- **Lista de tarefas**:
- a) Resuma em duas frases o texto sobre João Amorim.
- b) Prossiga o texto sobre João Amorim a partir da última frase apresentada.

----- Secção do documento -----

De Cesário para Jeremias – ou de João para Samuel – há sonhos nos caracóis e críticas que afinam o bigode.
“A minha avó nasceu no princípio do século XX, era analfabeta, mas tinha uma noção performativa incrível. Então, na infância, ainda antes de entrar para o teatro, já sentia atração pela criatividade. Não tinha internet, nem televisão por cabo, estava obrigado a ocupar o tempo de forma diferente. Estes “tempos brancos” são importantes para exercitarmos a imaginação”.
Da Academia de Música de Azeméis para a “velhinha” Secundária Ferreira de Castro, João Amorim fez o curso profissional de Design por obrigação, na certeza de que o futuro passava pelo teatro. Por Coimbra estudou, agarrou oportunidades e deu a volta à «lapada» do universo profissional. Até que decidiu regressar.
O que mais gosto é trabalhar em comunidade. Se for junto dos meus, melhor. Em Coimbra continuaria a ser o aluno de condução.
Ávido de inaugurar uma nova era na cultura regional, juntou-se a Daniela Amaral Cardoso para inaugurar a Bandevelugo, “a primeira companhia de teatro profissional em Oliveira de Azeméis”.
“Foi o meu primeiro grande projeto. Surgiu na pandemia, sem saber o que exigiria. Começámos com “A Tempestade”, o último texto de William Shakespeare, e com estreia em casa [Carregosa]. Éramos dez atores e toda uma equipa envolvida. Atuámos em quase todas as freguesias, apenas Ossela e Macieira de Sarnes não responderam à oferta”.

----- Dados extraídos -----

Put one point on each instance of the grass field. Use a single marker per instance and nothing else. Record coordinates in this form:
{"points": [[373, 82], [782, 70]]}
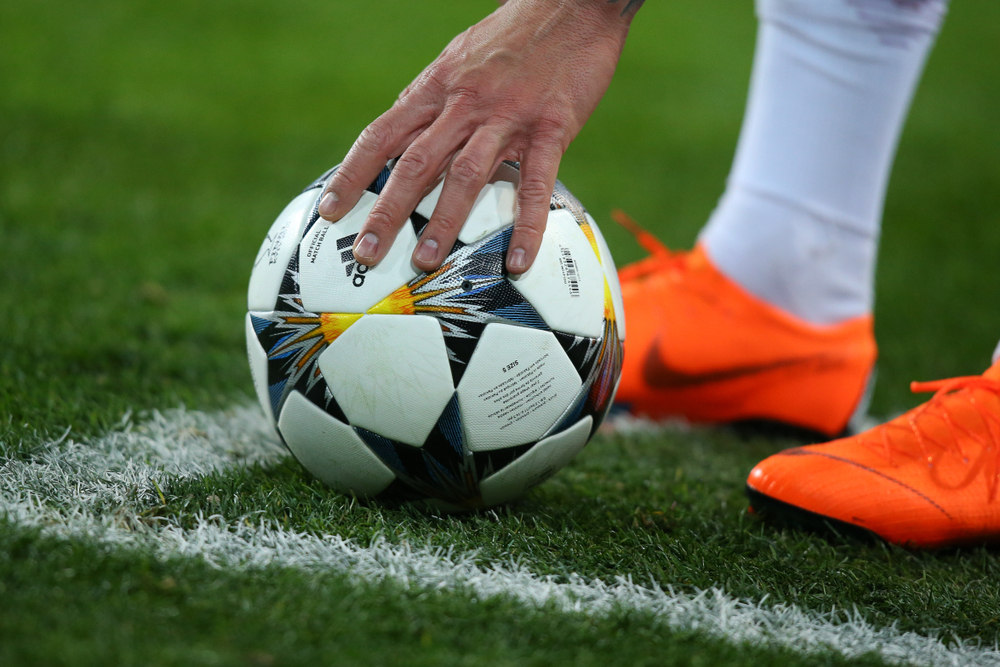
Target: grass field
{"points": [[144, 150]]}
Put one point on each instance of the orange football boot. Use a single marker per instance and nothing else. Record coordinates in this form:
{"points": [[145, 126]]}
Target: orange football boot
{"points": [[702, 348], [926, 479]]}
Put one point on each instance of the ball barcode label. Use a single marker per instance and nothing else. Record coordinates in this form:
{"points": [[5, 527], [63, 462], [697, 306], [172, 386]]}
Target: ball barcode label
{"points": [[571, 275]]}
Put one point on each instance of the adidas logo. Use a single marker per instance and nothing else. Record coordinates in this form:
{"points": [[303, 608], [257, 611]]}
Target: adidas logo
{"points": [[356, 272]]}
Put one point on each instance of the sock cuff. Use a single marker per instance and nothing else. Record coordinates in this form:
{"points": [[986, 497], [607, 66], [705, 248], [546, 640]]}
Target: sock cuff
{"points": [[895, 22]]}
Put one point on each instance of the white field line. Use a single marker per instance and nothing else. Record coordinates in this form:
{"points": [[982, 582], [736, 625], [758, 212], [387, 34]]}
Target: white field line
{"points": [[96, 491]]}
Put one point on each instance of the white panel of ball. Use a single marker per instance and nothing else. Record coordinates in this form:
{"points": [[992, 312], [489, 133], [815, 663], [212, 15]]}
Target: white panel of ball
{"points": [[566, 282], [330, 449], [536, 465], [611, 274], [276, 251], [390, 375], [519, 381], [331, 281], [493, 210]]}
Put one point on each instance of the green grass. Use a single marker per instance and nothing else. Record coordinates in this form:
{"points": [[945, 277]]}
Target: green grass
{"points": [[145, 148]]}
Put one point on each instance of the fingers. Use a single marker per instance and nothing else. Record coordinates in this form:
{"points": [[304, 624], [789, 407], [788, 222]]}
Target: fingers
{"points": [[534, 194], [419, 165], [467, 174], [383, 139]]}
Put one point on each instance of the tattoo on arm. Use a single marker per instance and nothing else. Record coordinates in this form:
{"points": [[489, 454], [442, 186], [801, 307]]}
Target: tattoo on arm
{"points": [[631, 7]]}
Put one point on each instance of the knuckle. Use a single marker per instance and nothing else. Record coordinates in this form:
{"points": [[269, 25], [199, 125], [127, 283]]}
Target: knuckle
{"points": [[373, 137], [381, 218], [467, 170], [346, 176], [414, 163], [533, 191]]}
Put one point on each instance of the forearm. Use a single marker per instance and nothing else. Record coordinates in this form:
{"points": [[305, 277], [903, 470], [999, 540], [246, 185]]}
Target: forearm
{"points": [[621, 9]]}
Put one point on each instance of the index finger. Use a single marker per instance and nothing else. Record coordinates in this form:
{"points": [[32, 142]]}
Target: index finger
{"points": [[387, 137]]}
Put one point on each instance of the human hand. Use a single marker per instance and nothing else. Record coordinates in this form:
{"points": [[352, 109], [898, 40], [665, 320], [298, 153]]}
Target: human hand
{"points": [[517, 86]]}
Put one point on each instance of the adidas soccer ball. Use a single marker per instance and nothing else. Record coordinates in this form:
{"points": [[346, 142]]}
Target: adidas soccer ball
{"points": [[464, 387]]}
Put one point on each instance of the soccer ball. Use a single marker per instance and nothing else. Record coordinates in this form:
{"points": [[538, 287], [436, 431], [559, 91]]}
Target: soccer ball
{"points": [[463, 387]]}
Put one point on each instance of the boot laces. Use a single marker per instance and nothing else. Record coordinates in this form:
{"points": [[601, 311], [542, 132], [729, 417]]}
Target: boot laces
{"points": [[660, 256], [896, 437]]}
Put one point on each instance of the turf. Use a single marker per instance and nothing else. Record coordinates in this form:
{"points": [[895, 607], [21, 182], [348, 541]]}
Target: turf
{"points": [[144, 149]]}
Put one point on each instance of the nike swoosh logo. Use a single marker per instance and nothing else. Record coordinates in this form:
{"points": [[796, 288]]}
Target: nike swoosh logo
{"points": [[660, 376]]}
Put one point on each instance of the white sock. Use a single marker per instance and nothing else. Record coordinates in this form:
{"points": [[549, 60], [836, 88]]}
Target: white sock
{"points": [[798, 225]]}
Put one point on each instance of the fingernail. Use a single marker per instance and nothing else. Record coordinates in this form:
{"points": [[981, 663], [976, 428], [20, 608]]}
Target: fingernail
{"points": [[426, 251], [328, 204], [516, 260], [366, 247]]}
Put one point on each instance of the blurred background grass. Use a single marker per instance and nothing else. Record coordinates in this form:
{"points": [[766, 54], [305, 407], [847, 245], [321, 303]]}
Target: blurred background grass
{"points": [[146, 146]]}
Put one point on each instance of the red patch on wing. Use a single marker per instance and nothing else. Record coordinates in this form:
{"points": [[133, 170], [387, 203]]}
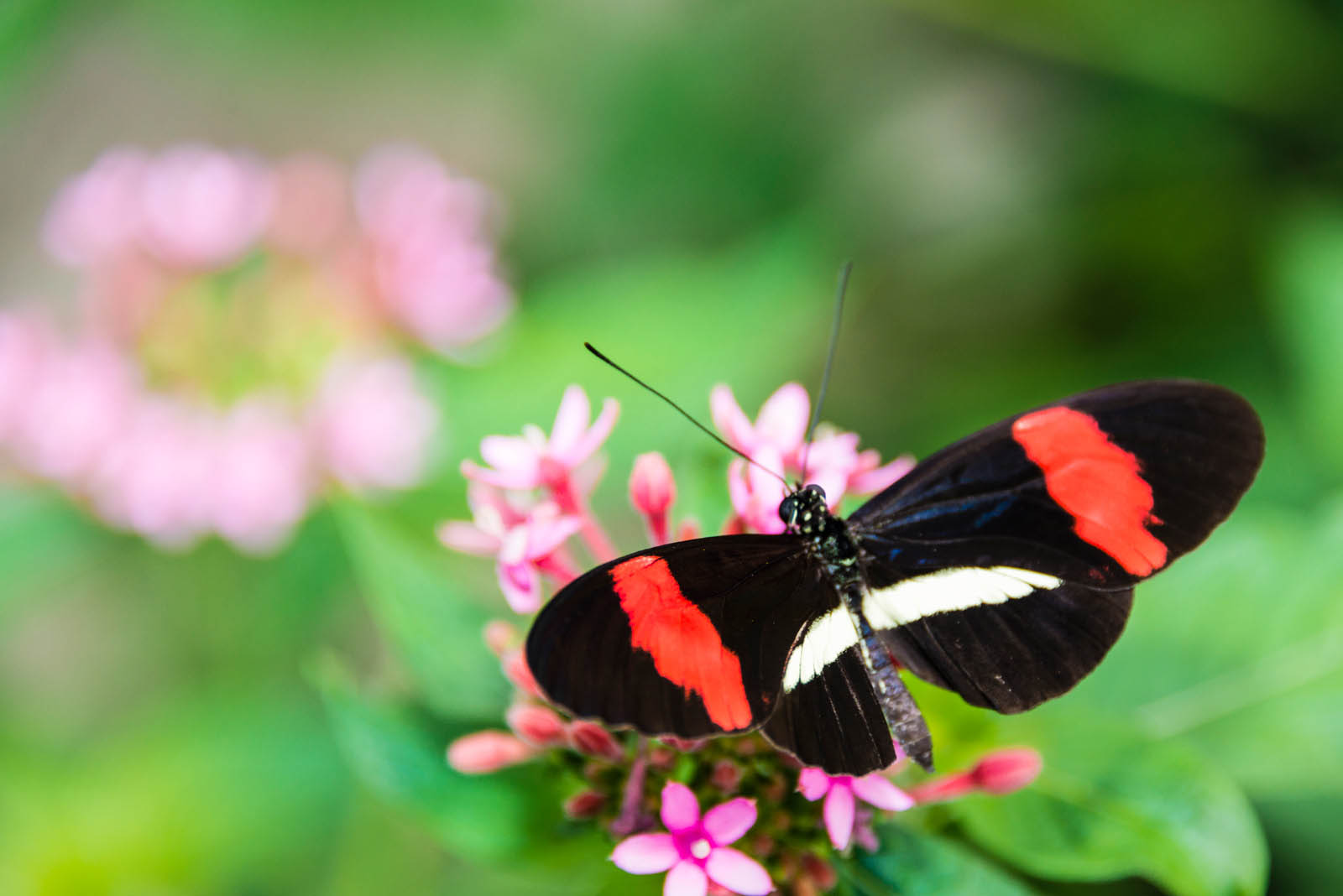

-----

- **As suas respostas**:
- a) Depois de fazer o curso profissional de Design e de estudar em Coimbra, João Amorim decidiu regressar, porque o que mais gosta é de trabalhar em comunidade. Com Daniela Amaral Cardoso, fundou a Bandevelugo, apresentada como a primeira companhia de teatro profissional em Oliveira de Azeméis, que surgiu na pandemia, se estreou em Carregosa com "A Tempestade", de William Shakespeare, e atuou em quase todas as freguesias.

- b)
“Tivemos salas por esgotar, mas igualmente especiais. Em São Martinho da Gândara, no centro paroquial – uma sala complicada – num domingo de muito frio, tínhamos 20 pessoas presentes, com a média de idades a rondar os 60 anos. Foi um dos espetáculos mais bonitos daquela digressão, porque as pessoas reconheceram que merecem esta oferta cultural, de dimensão e complexidade considerável”.
Seguiram-se inúmeras demandas – como “O Tardo”, junto à Capela de Nossa Senhora das Flores, em Travanca – por norma com financiamento público e apoio da Câmara Municipal, que tem por João Amorim elevada consideração. Ainda que honrado e grato, o artista não se demite de ambicionar algo maior para Azeméis. A começar pelo Caracas. Perdão, TeMA.
“Não podemos ficar contentes só porque temos uma sala confortável e climatizada. Deve existir uma linha cultural, uma missão. A comunicação restringe-se a escrever sobre salas cheias. O que fica de cada espetáculo? O que distingue a programação? Quem programa conhece o concelho? É a diferença entre um padre e um pároco”.
“Noutros concelhos lembram a referência que fomos em ‘60 e ‘70, pela rica e exclusiva programação de cinema. Por exemplo, em Ílhavo, no projeto “23 Milhas”, há uma linha muito rica, sem a arrogância de cingir faixas etárias a determinados conteúdos. Mas também existe uma estrutura de comunicação e houve paciência para criar público. Não basta chapar cartazes nas paredes”.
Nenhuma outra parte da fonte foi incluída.